**What the exercise asks**
Retype every line below precisely as it appears.
========================================================================
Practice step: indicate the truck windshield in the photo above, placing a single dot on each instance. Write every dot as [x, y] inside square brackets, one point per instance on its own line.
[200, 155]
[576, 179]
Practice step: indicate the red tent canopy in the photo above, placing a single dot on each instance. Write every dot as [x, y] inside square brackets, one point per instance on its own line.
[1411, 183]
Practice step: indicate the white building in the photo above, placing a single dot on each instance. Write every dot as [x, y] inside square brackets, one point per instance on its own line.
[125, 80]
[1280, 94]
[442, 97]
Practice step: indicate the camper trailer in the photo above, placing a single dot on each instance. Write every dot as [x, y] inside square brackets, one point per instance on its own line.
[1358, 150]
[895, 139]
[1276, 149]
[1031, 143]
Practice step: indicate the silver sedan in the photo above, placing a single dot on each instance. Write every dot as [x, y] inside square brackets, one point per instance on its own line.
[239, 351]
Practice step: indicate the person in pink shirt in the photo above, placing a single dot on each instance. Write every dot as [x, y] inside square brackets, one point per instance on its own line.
========================================================================
**Solution to the exercise**
Practice step: indicate the truck windshield in the photo above, placing a single dot on each instance. Write every dot as [x, y] inside square brackets, one point per instance on its own line.
[200, 155]
[576, 179]
Practice step: indicate the red tent canopy in the photo above, placing a single dot on each instance. Write every dot as [x, y] inside square brackets, one point per instance on its own line.
[1411, 183]
Practice step: indicate the white building in the photo above, placing a single dot on each instance. Write every dot as [x, y] inside square brackets, one point per instance on its own line.
[125, 80]
[1280, 94]
[442, 97]
Practice step: indicate the camper trailer in the photo above, placing a single dot on each instance. Write every dot as [x, y] inside square brackets, one point per instance on its own line.
[1358, 150]
[895, 139]
[1276, 149]
[1031, 143]
Practice step: indicate the silver sedan in the photo above, placing a single dot on each instance. Write every dot as [x, y] inside square brackets, one point per instance on its own line.
[239, 351]
Practice step: indicate the person in pink shirt in the photo above, placing a single dot on each instance. Write every dot as [x, y] inside square brackets, one point per instance on its own line.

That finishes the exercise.